## Request
Reproduce everything in the material below word for word, from its very start down to and including the line that contains "80 119 L 97".

## Available records
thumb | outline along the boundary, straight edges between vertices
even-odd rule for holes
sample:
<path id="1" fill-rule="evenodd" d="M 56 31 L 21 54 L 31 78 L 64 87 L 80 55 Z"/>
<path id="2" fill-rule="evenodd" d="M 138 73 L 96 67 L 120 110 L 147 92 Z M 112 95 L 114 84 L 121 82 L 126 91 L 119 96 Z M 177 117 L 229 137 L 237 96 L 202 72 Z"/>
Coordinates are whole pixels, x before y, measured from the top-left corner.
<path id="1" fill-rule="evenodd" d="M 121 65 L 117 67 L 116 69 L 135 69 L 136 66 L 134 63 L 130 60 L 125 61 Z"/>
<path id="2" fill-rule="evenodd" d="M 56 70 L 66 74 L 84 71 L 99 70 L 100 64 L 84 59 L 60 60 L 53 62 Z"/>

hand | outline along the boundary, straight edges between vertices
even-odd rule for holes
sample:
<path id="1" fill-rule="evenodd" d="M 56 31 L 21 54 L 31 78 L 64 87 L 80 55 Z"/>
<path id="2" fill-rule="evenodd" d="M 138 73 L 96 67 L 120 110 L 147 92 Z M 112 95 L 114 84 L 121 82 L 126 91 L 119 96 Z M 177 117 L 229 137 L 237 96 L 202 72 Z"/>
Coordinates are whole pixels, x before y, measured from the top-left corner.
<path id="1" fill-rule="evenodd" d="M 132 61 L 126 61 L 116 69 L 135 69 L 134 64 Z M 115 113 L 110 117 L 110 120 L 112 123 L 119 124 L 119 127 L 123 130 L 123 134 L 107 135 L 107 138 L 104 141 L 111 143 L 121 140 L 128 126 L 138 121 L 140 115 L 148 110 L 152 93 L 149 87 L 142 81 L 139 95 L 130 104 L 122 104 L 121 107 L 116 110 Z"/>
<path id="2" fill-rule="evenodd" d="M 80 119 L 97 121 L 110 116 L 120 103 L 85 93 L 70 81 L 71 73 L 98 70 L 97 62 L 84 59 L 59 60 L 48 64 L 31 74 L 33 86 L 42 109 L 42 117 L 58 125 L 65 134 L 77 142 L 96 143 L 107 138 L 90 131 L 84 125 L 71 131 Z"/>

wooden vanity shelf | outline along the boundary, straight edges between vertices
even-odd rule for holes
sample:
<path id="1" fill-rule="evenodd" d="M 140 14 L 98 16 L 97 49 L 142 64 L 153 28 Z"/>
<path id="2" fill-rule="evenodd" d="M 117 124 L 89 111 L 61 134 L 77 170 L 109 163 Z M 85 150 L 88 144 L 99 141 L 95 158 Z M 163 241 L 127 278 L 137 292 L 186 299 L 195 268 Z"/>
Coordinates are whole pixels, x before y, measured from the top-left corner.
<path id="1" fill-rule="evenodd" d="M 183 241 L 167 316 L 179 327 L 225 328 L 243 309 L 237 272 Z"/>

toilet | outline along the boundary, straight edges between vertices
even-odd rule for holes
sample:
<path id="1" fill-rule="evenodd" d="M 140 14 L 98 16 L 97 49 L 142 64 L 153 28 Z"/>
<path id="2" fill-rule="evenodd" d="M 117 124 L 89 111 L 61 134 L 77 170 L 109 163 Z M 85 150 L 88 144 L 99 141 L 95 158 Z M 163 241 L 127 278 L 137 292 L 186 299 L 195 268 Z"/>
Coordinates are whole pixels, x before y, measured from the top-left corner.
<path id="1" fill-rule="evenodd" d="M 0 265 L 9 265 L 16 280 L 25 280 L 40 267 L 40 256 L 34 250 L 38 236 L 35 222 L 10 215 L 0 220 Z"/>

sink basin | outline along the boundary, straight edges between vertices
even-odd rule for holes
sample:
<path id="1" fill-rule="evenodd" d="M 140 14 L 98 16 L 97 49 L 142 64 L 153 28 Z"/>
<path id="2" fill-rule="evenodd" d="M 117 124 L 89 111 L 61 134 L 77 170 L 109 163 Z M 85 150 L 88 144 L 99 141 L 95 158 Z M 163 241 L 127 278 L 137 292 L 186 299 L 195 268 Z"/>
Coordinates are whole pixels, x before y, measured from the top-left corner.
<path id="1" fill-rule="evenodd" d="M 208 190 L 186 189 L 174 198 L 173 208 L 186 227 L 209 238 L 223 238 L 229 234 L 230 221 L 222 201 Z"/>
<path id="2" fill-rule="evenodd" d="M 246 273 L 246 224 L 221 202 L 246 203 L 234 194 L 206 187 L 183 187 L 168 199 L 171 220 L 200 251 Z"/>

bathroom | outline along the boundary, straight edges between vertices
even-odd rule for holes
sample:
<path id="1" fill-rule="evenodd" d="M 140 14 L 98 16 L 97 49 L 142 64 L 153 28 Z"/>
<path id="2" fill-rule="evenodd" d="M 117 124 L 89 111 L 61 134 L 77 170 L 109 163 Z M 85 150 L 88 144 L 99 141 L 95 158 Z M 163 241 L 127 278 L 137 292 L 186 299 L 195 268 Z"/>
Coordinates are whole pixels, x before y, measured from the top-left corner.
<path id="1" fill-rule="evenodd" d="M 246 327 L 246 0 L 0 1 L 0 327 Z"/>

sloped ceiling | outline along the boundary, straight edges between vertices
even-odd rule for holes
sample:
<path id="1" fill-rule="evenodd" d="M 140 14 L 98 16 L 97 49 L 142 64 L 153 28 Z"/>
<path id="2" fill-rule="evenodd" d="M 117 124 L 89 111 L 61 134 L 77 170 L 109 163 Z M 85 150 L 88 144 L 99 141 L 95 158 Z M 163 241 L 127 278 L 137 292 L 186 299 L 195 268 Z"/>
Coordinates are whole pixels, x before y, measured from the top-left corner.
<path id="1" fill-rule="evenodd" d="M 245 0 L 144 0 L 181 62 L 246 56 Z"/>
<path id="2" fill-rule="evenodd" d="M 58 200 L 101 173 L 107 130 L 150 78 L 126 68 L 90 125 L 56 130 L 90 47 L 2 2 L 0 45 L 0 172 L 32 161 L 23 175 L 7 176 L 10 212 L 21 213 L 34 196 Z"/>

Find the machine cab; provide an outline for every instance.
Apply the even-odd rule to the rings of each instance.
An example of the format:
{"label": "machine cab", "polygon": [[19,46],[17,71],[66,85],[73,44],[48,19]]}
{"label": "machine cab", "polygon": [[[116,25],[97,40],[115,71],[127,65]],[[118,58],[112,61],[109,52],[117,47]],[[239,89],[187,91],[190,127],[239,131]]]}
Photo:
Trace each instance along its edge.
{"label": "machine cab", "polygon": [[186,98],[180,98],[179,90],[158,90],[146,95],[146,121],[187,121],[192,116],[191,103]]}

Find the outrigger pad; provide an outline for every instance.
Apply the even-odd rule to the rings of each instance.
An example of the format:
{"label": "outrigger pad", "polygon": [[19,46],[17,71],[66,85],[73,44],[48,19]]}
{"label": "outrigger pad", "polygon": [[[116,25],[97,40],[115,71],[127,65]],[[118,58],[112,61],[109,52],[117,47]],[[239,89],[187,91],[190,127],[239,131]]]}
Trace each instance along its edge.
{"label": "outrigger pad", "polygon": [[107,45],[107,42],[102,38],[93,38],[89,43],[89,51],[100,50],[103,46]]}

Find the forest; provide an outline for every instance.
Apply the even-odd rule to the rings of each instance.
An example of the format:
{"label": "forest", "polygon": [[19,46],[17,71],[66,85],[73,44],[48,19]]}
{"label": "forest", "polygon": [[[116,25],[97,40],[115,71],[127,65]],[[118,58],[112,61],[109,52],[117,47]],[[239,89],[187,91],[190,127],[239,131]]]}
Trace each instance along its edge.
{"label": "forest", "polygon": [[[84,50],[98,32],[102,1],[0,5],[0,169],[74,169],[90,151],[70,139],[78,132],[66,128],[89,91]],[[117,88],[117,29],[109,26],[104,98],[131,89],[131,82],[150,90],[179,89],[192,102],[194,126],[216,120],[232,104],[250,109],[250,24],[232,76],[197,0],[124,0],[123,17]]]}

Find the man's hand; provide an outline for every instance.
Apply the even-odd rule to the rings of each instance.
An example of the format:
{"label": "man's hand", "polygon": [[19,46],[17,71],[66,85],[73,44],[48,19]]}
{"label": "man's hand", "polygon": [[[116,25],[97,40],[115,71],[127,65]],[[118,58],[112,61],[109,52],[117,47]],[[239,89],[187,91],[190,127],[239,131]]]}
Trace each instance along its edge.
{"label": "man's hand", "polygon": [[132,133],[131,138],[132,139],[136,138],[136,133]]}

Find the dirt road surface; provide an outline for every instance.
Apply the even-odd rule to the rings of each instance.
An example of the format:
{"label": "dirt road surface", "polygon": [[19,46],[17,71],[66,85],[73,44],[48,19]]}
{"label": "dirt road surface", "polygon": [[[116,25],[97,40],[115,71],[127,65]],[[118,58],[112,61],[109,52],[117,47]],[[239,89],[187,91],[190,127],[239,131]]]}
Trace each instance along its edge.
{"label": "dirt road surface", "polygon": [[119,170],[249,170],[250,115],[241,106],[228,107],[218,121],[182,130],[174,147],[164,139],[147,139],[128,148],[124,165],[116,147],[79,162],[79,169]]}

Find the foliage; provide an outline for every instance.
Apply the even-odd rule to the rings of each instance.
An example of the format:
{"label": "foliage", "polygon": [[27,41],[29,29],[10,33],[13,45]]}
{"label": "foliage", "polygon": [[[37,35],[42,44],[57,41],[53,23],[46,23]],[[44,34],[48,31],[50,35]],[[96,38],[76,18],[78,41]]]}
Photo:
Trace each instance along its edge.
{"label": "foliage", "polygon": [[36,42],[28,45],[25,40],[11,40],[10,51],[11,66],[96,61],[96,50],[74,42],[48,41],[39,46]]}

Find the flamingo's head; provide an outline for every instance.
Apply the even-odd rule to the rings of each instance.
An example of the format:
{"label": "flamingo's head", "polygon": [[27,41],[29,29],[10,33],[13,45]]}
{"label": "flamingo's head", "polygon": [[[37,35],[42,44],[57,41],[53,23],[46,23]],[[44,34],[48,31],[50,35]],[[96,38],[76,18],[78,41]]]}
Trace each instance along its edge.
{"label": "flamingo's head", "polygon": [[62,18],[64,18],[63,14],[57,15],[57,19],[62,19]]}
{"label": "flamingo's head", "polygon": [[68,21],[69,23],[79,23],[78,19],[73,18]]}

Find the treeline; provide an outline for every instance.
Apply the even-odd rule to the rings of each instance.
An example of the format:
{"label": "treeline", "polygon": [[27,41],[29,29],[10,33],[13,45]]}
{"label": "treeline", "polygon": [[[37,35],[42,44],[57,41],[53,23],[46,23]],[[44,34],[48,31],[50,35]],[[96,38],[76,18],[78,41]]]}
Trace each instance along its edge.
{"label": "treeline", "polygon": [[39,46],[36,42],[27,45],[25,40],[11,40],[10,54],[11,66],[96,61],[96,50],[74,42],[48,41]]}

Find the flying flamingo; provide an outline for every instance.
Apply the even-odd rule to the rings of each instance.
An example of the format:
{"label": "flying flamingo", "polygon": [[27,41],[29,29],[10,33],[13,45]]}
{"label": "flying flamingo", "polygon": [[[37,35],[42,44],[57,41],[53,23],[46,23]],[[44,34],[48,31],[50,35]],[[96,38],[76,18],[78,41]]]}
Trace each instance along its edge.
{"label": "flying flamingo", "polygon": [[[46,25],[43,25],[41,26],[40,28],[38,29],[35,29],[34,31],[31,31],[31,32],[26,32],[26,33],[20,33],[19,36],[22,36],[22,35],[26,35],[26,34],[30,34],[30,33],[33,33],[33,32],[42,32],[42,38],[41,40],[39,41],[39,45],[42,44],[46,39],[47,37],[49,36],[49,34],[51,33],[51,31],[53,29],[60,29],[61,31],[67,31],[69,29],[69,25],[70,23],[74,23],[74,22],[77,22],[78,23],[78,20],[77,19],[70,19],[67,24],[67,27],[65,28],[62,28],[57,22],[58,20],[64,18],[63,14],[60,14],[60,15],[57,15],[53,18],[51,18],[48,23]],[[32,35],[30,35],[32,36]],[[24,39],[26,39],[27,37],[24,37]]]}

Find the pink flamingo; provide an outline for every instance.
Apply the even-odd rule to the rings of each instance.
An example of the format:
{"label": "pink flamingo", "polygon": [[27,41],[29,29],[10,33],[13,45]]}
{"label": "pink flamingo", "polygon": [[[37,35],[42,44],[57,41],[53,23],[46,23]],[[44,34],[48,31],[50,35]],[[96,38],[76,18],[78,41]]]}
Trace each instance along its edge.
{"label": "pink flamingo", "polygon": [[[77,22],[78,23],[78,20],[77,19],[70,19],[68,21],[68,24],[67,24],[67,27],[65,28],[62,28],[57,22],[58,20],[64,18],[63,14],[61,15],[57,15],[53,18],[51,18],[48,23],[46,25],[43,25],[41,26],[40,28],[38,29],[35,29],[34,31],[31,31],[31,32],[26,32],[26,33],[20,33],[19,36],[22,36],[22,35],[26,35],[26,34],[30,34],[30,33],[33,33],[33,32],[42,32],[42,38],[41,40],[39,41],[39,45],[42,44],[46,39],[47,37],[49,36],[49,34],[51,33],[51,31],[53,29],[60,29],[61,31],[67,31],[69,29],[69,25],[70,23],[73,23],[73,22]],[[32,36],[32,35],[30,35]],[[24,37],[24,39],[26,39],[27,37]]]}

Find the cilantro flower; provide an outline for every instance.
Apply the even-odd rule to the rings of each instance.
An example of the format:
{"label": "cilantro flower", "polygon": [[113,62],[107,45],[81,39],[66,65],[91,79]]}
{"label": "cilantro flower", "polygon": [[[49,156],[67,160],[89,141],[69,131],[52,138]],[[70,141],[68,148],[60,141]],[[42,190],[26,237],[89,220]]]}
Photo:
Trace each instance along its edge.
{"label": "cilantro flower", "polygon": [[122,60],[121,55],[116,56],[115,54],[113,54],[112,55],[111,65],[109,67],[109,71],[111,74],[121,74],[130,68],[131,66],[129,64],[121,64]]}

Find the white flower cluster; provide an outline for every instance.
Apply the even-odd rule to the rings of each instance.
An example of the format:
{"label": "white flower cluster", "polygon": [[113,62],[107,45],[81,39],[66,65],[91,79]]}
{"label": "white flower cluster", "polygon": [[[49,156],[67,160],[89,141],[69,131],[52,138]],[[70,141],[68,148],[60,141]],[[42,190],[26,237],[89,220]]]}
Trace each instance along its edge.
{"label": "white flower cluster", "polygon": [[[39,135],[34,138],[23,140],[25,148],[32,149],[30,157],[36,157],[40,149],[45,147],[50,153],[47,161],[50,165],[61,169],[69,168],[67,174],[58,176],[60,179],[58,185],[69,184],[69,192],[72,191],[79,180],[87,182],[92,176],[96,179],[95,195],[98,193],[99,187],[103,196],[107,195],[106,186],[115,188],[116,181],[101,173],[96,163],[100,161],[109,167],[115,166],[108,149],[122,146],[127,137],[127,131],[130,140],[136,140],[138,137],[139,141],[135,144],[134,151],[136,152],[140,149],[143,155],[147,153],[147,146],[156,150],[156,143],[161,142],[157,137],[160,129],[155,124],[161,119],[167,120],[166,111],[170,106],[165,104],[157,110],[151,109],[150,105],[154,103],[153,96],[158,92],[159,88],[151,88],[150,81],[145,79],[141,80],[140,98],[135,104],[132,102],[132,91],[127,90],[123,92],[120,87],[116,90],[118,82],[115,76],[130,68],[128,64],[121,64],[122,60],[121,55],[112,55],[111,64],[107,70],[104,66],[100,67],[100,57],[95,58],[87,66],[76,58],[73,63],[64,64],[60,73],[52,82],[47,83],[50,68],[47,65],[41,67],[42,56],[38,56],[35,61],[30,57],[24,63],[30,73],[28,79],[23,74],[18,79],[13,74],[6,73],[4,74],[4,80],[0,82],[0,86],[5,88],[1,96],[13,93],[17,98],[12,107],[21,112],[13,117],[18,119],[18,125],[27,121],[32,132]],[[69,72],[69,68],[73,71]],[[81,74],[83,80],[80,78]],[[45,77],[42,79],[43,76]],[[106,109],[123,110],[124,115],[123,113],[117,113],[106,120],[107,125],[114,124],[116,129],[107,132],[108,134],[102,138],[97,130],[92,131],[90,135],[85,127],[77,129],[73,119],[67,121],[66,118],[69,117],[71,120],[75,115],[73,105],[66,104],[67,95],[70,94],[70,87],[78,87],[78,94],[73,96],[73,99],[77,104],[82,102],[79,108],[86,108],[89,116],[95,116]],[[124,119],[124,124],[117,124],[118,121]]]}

## Solution to this exercise
thumb | outline along the boundary, straight edges between vertices
even-odd rule for holes
sample:
<path id="1" fill-rule="evenodd" d="M 56 31 L 21 54 L 31 78 L 64 87 L 80 55 Z"/>
<path id="2" fill-rule="evenodd" d="M 138 73 L 96 67 L 120 110 L 147 92 Z M 112 95 L 114 84 L 121 82 L 126 91 L 119 96 Z M 177 117 L 229 137 L 237 96 L 202 72 Z"/>
Coordinates are whole pixels, x before y, measured from the top-left corner.
<path id="1" fill-rule="evenodd" d="M 121 65 L 117 67 L 116 69 L 135 69 L 136 66 L 134 63 L 130 60 L 125 61 Z"/>
<path id="2" fill-rule="evenodd" d="M 56 70 L 66 74 L 84 71 L 99 70 L 100 64 L 84 59 L 60 60 L 53 62 Z"/>

hand | outline along the boundary, straight edges between vertices
even-odd rule for holes
sample:
<path id="1" fill-rule="evenodd" d="M 56 31 L 21 54 L 31 78 L 64 87 L 80 55 Z"/>
<path id="2" fill-rule="evenodd" d="M 138 73 L 96 67 L 120 110 L 147 92 Z M 112 95 L 114 84 L 121 82 L 126 91 L 119 96 Z M 177 117 L 229 137 L 237 96 L 202 72 Z"/>
Coordinates are whole pixels, x before y, measured from the top-left corner.
<path id="1" fill-rule="evenodd" d="M 132 61 L 126 61 L 116 69 L 135 69 L 134 64 Z M 115 113 L 110 117 L 110 120 L 112 123 L 119 124 L 119 127 L 123 130 L 123 134 L 107 135 L 107 138 L 104 141 L 111 143 L 121 140 L 128 126 L 138 121 L 140 115 L 148 110 L 152 93 L 149 87 L 142 81 L 139 95 L 130 104 L 122 104 L 121 107 L 116 110 Z"/>
<path id="2" fill-rule="evenodd" d="M 80 119 L 97 121 L 110 116 L 120 103 L 85 93 L 70 81 L 71 73 L 98 70 L 97 62 L 84 59 L 59 60 L 48 64 L 31 74 L 33 86 L 42 109 L 42 117 L 58 125 L 65 134 L 77 142 L 96 143 L 107 138 L 90 131 L 84 125 L 71 131 Z"/>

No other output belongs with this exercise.